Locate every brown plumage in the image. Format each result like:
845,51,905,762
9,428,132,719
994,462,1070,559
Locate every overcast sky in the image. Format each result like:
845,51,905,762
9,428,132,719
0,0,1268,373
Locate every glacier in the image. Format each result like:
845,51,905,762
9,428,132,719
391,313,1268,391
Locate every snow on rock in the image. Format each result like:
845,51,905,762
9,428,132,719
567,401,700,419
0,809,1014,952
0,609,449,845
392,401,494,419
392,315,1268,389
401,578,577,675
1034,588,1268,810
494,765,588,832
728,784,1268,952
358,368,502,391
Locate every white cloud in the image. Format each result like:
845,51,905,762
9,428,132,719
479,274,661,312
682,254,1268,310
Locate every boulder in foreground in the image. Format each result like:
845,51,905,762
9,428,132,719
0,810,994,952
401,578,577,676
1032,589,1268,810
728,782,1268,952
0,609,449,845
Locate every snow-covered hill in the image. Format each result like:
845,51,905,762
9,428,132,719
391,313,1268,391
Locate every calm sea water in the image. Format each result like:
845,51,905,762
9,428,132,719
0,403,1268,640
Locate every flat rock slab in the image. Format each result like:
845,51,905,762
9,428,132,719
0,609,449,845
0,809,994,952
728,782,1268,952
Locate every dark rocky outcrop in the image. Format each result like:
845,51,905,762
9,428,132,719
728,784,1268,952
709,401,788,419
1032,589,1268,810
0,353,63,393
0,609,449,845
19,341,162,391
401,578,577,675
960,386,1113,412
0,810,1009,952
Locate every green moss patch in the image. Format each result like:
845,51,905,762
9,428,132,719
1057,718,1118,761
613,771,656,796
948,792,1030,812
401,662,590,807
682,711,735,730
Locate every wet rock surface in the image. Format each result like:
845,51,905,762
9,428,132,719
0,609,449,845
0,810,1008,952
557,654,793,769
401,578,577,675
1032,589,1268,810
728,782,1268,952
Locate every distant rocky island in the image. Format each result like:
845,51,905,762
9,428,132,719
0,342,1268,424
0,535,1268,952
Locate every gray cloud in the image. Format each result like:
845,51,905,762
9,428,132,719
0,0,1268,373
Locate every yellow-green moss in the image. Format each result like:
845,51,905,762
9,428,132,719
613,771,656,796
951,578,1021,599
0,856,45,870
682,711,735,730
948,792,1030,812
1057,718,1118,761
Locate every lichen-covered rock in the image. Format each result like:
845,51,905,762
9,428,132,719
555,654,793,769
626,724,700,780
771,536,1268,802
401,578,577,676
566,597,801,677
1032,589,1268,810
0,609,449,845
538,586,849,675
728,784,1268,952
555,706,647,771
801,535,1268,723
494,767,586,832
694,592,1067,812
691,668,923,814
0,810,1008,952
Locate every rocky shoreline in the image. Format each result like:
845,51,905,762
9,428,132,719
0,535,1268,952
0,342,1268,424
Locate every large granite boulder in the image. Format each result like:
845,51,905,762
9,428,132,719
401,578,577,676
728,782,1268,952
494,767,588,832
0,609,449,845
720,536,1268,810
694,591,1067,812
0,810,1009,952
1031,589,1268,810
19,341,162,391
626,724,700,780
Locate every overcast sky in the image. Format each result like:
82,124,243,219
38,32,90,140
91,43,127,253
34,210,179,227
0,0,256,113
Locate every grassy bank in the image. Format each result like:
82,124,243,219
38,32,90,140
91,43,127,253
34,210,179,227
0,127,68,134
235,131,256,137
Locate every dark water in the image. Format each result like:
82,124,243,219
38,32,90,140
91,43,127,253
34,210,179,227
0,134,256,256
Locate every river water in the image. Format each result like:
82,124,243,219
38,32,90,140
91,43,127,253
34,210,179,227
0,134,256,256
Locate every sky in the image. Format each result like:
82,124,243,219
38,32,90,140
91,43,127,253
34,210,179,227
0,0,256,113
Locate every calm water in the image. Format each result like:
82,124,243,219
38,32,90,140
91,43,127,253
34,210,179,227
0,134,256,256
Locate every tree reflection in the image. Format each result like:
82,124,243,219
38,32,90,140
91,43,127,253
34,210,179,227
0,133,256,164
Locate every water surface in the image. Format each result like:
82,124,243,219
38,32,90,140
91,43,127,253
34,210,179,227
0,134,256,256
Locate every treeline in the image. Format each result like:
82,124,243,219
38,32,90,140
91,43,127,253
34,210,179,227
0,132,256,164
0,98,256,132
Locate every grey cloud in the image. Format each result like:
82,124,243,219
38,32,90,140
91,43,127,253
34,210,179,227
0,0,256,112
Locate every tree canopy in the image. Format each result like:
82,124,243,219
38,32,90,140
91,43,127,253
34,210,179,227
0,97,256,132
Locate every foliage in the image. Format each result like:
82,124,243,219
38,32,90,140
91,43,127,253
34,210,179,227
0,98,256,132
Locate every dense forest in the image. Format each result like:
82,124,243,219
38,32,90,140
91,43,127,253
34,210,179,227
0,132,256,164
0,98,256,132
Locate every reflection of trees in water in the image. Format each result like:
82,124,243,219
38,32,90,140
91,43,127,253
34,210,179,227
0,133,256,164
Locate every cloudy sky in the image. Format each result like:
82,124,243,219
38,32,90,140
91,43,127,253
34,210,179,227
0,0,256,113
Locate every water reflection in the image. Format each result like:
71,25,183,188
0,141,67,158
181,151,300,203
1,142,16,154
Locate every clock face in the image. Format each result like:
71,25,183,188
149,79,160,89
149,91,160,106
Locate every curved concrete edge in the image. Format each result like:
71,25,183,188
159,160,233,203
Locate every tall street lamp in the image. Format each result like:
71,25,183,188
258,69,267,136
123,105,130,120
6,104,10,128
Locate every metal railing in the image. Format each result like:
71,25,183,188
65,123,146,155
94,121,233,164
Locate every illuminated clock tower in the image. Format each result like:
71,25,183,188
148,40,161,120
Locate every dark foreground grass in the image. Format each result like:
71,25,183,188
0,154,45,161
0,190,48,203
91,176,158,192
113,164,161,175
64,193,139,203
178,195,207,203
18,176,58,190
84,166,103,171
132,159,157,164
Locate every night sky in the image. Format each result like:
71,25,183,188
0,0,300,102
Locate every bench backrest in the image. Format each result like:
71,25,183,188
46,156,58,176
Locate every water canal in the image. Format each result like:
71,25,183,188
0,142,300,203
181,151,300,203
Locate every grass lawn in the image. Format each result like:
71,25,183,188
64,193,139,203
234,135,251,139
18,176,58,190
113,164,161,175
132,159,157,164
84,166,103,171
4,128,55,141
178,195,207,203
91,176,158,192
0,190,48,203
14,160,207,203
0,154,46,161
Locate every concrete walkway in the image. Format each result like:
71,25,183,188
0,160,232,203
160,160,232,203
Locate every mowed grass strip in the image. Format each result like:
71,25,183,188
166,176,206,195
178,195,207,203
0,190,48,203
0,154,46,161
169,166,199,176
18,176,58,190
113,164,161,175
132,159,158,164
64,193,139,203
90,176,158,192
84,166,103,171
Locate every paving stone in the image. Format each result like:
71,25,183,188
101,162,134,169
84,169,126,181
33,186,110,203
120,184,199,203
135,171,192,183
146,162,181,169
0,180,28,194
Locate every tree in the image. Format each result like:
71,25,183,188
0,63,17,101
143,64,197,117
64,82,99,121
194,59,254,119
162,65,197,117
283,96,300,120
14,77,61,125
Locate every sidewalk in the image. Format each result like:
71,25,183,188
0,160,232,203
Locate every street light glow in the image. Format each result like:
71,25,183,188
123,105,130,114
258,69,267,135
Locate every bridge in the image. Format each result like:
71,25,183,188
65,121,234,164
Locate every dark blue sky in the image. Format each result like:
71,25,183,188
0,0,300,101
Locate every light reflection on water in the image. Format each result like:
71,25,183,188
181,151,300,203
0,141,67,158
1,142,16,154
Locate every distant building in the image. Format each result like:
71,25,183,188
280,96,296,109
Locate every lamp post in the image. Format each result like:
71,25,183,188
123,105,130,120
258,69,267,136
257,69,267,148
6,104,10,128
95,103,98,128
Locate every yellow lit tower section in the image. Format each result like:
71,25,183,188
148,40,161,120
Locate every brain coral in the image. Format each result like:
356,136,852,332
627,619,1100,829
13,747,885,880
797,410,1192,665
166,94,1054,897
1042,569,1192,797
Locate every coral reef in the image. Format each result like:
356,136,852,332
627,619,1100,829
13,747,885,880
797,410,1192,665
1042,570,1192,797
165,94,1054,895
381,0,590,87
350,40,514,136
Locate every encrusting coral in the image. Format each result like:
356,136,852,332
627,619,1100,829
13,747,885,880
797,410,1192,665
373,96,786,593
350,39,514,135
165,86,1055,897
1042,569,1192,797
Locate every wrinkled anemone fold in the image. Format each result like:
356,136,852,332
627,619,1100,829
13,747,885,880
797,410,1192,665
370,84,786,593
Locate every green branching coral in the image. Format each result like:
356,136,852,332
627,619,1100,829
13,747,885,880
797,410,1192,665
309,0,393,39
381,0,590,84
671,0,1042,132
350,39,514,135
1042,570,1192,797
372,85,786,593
··········
- _Required task_:
Transcribe word for word everything from the line containing "Locate every street" down to the final line above, including both of those lines.

- _Exercise solution_:
Locate every street light glow in the image. Format each result like:
71,25,183,188
123,105,130,114
258,69,267,135
Locate every bridge in the image. Format each result like:
71,25,183,188
65,121,234,164
Locate every dark blue sky in the image. Format each result like:
71,25,183,188
0,0,300,101
Locate every light reflection on water in the image. Format each result like:
71,25,183,188
181,151,300,203
0,141,67,158
1,142,16,154
Locate every distant building in the image. Format each result like:
71,25,183,188
280,96,296,109
Locate every lamp post in the image. Format each result like:
71,25,183,188
123,105,130,120
258,69,267,136
257,69,267,148
6,104,10,128
95,103,98,128
Locate every yellow lit tower section in the image. Format each result like:
71,25,183,188
148,40,161,120
Locate every brain coral in the image. Format each result like:
356,136,852,332
627,619,1100,829
13,747,885,880
797,410,1192,665
166,94,1054,897
1042,569,1192,797
Locate every coral reef in the image. Format each result like:
356,136,852,332
627,619,1100,829
13,747,885,880
797,410,1192,665
1042,570,1192,797
165,94,1054,895
381,0,590,87
350,40,514,136
Locate every encrusting coral in the image. Format each result like:
356,136,852,332
627,619,1100,829
13,747,885,880
797,410,1192,665
373,96,786,593
350,39,514,135
165,86,1055,897
1042,569,1192,797
Locate every wrinkled anemone fold in the image. Format each result like:
356,136,852,332
627,619,1100,829
13,747,885,880
797,410,1192,665
370,84,786,593
Locate every green branching coral in the image. Format each result like:
356,136,852,332
627,619,1100,829
13,747,885,880
797,410,1192,665
309,0,393,39
381,0,590,84
671,0,1042,132
350,39,514,135
1042,570,1192,797
372,85,786,593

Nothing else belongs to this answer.